-- Excerpt from a dataset --
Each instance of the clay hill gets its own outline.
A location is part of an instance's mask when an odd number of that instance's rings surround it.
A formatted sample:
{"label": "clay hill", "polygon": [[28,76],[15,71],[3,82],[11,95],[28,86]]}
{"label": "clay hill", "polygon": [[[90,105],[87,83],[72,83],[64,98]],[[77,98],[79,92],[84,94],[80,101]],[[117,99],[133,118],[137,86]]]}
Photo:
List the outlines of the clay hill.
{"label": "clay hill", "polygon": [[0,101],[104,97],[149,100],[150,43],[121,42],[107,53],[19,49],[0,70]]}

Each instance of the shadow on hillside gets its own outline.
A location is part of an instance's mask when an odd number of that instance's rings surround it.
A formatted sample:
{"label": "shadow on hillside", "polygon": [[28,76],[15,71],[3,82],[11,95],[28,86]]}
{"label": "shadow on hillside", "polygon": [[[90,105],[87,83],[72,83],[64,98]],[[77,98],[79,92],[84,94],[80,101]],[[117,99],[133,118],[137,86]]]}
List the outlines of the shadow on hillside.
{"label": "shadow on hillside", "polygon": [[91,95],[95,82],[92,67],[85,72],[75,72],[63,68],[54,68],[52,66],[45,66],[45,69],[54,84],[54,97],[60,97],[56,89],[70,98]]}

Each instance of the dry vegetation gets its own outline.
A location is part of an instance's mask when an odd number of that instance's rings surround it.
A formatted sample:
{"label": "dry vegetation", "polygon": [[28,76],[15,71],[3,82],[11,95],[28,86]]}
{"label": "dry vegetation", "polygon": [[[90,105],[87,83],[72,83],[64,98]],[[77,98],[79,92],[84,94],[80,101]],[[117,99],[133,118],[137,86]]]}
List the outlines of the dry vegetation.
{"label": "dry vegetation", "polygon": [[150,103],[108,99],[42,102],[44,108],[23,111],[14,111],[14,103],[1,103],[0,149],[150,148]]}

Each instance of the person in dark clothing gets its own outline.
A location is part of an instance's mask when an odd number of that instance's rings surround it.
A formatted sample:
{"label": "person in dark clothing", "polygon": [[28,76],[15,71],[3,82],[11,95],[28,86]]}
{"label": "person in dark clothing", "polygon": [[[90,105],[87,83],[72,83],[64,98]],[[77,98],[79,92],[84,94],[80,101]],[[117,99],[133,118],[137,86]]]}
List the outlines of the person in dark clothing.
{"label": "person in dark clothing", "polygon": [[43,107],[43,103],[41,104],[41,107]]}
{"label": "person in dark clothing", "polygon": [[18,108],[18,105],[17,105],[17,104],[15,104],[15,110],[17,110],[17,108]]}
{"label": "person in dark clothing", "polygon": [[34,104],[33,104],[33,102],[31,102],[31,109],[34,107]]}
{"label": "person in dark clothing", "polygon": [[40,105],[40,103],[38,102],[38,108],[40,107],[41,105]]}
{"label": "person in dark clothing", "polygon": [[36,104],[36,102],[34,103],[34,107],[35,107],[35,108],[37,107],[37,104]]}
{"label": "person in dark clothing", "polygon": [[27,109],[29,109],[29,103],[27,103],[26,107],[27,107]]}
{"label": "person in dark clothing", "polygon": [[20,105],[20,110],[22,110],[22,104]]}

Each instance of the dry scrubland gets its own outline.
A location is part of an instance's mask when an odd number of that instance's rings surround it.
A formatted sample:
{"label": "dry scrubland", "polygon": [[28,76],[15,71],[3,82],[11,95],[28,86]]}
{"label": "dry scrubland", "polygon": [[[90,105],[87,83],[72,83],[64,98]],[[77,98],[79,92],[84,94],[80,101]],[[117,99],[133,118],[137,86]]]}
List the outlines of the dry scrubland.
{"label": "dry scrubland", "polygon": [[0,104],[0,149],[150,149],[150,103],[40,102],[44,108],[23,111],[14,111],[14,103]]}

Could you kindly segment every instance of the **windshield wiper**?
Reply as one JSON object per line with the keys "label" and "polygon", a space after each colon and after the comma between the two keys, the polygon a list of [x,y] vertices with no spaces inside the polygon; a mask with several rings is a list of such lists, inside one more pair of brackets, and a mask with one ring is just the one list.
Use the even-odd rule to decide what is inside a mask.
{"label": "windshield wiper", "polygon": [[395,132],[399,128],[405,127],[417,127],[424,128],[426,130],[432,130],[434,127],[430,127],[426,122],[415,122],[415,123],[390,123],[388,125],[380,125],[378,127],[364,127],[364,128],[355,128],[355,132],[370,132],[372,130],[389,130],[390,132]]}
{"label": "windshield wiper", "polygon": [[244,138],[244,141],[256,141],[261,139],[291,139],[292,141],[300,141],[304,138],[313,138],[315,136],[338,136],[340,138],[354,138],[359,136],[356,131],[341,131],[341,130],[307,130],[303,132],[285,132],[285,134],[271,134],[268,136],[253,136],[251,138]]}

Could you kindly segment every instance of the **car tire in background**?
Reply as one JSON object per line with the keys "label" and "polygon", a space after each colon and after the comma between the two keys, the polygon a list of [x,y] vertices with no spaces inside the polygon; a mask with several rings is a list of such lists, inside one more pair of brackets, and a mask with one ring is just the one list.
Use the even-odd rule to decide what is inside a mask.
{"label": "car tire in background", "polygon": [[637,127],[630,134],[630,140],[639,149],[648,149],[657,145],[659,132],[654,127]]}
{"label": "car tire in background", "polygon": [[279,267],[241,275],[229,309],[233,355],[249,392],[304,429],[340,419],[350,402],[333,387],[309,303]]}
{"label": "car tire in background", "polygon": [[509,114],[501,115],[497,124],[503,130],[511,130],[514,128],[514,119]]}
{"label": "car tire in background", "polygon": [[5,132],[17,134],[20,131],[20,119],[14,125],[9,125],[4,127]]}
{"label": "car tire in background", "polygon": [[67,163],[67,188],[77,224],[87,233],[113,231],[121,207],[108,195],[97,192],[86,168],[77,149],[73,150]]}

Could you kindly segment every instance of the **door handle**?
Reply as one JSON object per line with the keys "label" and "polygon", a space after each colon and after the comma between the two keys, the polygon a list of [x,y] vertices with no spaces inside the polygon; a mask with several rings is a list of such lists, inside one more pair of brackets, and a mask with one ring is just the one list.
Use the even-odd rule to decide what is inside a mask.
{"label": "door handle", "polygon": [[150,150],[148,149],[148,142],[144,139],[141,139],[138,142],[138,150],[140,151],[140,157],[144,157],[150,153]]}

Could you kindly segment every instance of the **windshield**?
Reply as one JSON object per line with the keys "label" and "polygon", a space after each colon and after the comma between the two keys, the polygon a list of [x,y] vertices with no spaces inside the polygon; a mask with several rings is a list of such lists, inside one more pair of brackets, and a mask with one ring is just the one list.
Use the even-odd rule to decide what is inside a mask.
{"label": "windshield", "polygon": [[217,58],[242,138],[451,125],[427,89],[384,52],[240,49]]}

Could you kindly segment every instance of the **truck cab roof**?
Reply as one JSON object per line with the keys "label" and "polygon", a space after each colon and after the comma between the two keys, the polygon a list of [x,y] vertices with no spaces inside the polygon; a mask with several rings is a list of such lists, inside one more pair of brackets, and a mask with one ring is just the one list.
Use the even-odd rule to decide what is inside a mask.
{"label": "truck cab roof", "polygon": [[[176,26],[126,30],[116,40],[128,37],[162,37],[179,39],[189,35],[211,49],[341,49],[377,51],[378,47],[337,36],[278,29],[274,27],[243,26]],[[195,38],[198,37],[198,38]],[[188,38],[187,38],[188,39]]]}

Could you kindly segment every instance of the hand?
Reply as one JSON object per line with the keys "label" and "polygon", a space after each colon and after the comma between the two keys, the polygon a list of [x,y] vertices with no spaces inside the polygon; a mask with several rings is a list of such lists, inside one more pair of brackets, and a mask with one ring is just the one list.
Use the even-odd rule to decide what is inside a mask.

-- Directive --
Reproduce the entries above, changing every "odd number" to "uneven number" and keeping everything else the same.

-- Result for this task --
Each instance of the clay hill gets its own outline.
A location is part of an instance's mask when an uneven number of that instance's rings surround it.
A formatted sample:
{"label": "clay hill", "polygon": [[28,76],[15,71],[3,82],[11,95],[28,86]]}
{"label": "clay hill", "polygon": [[[90,105],[87,83],[72,83],[64,98]],[[77,98],[79,92],[84,94],[80,101]],[[117,99],[133,118],[137,86]]]}
Photo:
List the outlines of the clay hill.
{"label": "clay hill", "polygon": [[0,101],[104,97],[149,100],[150,43],[121,42],[107,53],[19,49],[0,70]]}

Each instance of the shadow on hillside gets its own outline.
A location is part of an instance's mask when an uneven number of that instance's rings surround it.
A formatted sample:
{"label": "shadow on hillside", "polygon": [[28,76],[15,71],[3,82],[11,95],[28,86]]}
{"label": "shadow on hillside", "polygon": [[[90,105],[87,83],[72,83],[64,98]],[[77,98],[79,92],[84,94],[80,101]],[[117,99],[133,118],[137,86]]]}
List the outlines of the shadow on hillside.
{"label": "shadow on hillside", "polygon": [[91,95],[95,82],[92,67],[85,72],[75,72],[63,68],[54,68],[52,66],[45,66],[45,69],[54,84],[54,97],[60,97],[56,89],[70,98]]}

Each instance of the dry vegetation gets its own outline.
A location is part of an instance's mask when an uneven number of that instance's rings surround it.
A formatted sample:
{"label": "dry vegetation", "polygon": [[28,76],[15,71],[3,82],[11,95],[28,86]]}
{"label": "dry vegetation", "polygon": [[[90,105],[87,83],[72,83],[64,98]],[[77,98],[79,92],[84,94],[80,101]],[[117,99],[133,118],[137,86]]]}
List the outlines of the dry vegetation.
{"label": "dry vegetation", "polygon": [[150,103],[108,99],[42,102],[44,108],[23,111],[14,111],[14,103],[1,103],[0,149],[150,148]]}

Each instance of the person in dark clothing gets its own outline.
A location is part of an instance's mask when an uneven number of that instance's rings surround it.
A formatted sample:
{"label": "person in dark clothing", "polygon": [[28,76],[15,71],[3,82],[11,95],[28,86]]}
{"label": "person in dark clothing", "polygon": [[[90,105],[87,83],[72,83],[64,98]],[[77,98],[79,92],[84,94],[80,101]],[[117,99],[133,118],[137,86]]]}
List the outlines of the person in dark clothing.
{"label": "person in dark clothing", "polygon": [[43,107],[43,103],[41,104],[41,107]]}
{"label": "person in dark clothing", "polygon": [[18,108],[18,105],[17,105],[17,104],[15,104],[15,110],[17,110],[17,108]]}
{"label": "person in dark clothing", "polygon": [[34,104],[33,104],[33,102],[31,102],[31,109],[34,107]]}
{"label": "person in dark clothing", "polygon": [[40,105],[40,103],[38,102],[38,108],[40,107],[41,105]]}
{"label": "person in dark clothing", "polygon": [[36,104],[36,102],[34,103],[34,107],[35,107],[35,108],[37,107],[37,104]]}
{"label": "person in dark clothing", "polygon": [[27,109],[29,109],[29,103],[27,103],[26,107],[27,107]]}
{"label": "person in dark clothing", "polygon": [[20,105],[20,110],[22,110],[22,104]]}

Each instance of the dry scrubland gets its own outline.
A location is part of an instance's mask when an uneven number of that instance's rings surround it.
A formatted sample:
{"label": "dry scrubland", "polygon": [[28,76],[15,71],[3,82],[11,95],[28,86]]}
{"label": "dry scrubland", "polygon": [[[90,105],[87,83],[72,83],[64,98]],[[77,98],[79,92],[84,94],[80,101]],[[117,99],[133,118],[137,86]]]}
List the outlines of the dry scrubland.
{"label": "dry scrubland", "polygon": [[0,104],[0,149],[150,149],[150,103],[40,102],[44,108],[23,111],[14,111],[14,103]]}

Could you kindly segment every instance of the **windshield wiper**?
Reply as one JSON object per line with the keys "label" and "polygon", a space after each colon and after the comma between the two keys, the polygon a list of [x,y] vertices with no spaces inside the polygon; a mask with several rings is a list of such lists, inside one more pair of brackets, and a mask with one ring is just the one list.
Use the even-odd rule to decide what is inside a mask.
{"label": "windshield wiper", "polygon": [[395,132],[399,128],[405,127],[417,127],[424,128],[426,130],[432,130],[434,127],[430,127],[426,122],[415,122],[415,123],[390,123],[388,125],[380,125],[378,127],[364,127],[364,128],[355,128],[355,132],[370,132],[372,130],[389,130],[390,132]]}
{"label": "windshield wiper", "polygon": [[244,138],[244,141],[256,141],[261,139],[291,139],[292,141],[300,141],[304,138],[313,138],[315,136],[338,136],[340,138],[354,138],[359,136],[356,131],[341,131],[341,130],[307,130],[303,132],[285,132],[285,134],[271,134],[268,136],[253,136],[251,138]]}

Could you kindly segment every instance of the **car tire in background**?
Reply as one JSON object per line with the keys "label" and "polygon", a space after each colon and after the comma between the two keys, the polygon a list of [x,y] vertices with no spaces inside the polygon; a mask with several rings is a list of such lists, inside one more pair of brackets, and a mask with one ring is just the one list.
Use the even-odd rule to decide what is inside a mask.
{"label": "car tire in background", "polygon": [[637,127],[630,134],[630,140],[639,149],[648,149],[657,145],[659,132],[654,127]]}
{"label": "car tire in background", "polygon": [[279,267],[241,275],[229,309],[233,355],[249,392],[304,429],[340,419],[350,402],[333,387],[309,303]]}
{"label": "car tire in background", "polygon": [[509,114],[501,115],[497,124],[503,130],[511,130],[514,128],[514,119]]}
{"label": "car tire in background", "polygon": [[5,132],[17,134],[20,131],[20,119],[14,125],[9,125],[4,127]]}
{"label": "car tire in background", "polygon": [[67,163],[67,188],[77,224],[87,233],[113,231],[121,207],[108,195],[97,192],[86,168],[77,149],[73,150]]}

Could you kindly segment every instance of the **door handle**?
Reply as one JSON object per line with the keys "label" and "polygon", a space after each colon and after the comma between the two keys, the polygon a list of [x,y] vertices with no spaces inside the polygon; a mask with several rings is a list of such lists, inside one more pair of brackets, and a mask with one ring is just the one list.
Use the even-odd rule to decide what is inside a mask.
{"label": "door handle", "polygon": [[150,150],[148,149],[148,142],[144,139],[141,139],[138,142],[138,150],[140,151],[140,157],[144,157],[150,153]]}

Could you kindly segment every instance of the **windshield**?
Reply as one JSON object per line with the keys "label" and "polygon", a space after each colon and after the comma between the two keys, the polygon a list of [x,y] vertices with no spaces inside the polygon; a mask with several rings is a list of such lists, inside one more pair of brackets, and a mask with one ring is just the one list.
Use the even-odd rule to decide what is inside a mask.
{"label": "windshield", "polygon": [[217,58],[242,138],[451,125],[427,89],[384,52],[240,49]]}

Could you kindly segment every instance of the **truck cab roof**?
Reply as one JSON object per line with the keys "label" and "polygon", a space after each colon and after the comma between the two keys, the polygon a list of [x,y] vertices with no spaces inside the polygon; a mask with several rings is a list of such lists, inside one more pair of brackets, and a mask with one ring is just the one list.
Use the even-odd rule to decide what is inside a mask.
{"label": "truck cab roof", "polygon": [[[176,26],[126,30],[116,40],[128,37],[162,37],[179,39],[189,35],[211,49],[341,49],[377,51],[378,47],[337,36],[278,29],[274,27],[243,26]],[[195,38],[198,37],[198,38]],[[188,38],[187,38],[188,39]]]}

Could you kindly segment every instance of the hand?
Reply as one JSON object per line with the keys "label" and "polygon", a space after each colon and after the comma between the two keys, the polygon a list of [x,y] vertices with no spaces inside the polygon; a mask with several rings is a list of such lists, inside one more pair of brackets, and a mask with one ring is just the one list.
Use the even-odd rule to decide what is inside a mask.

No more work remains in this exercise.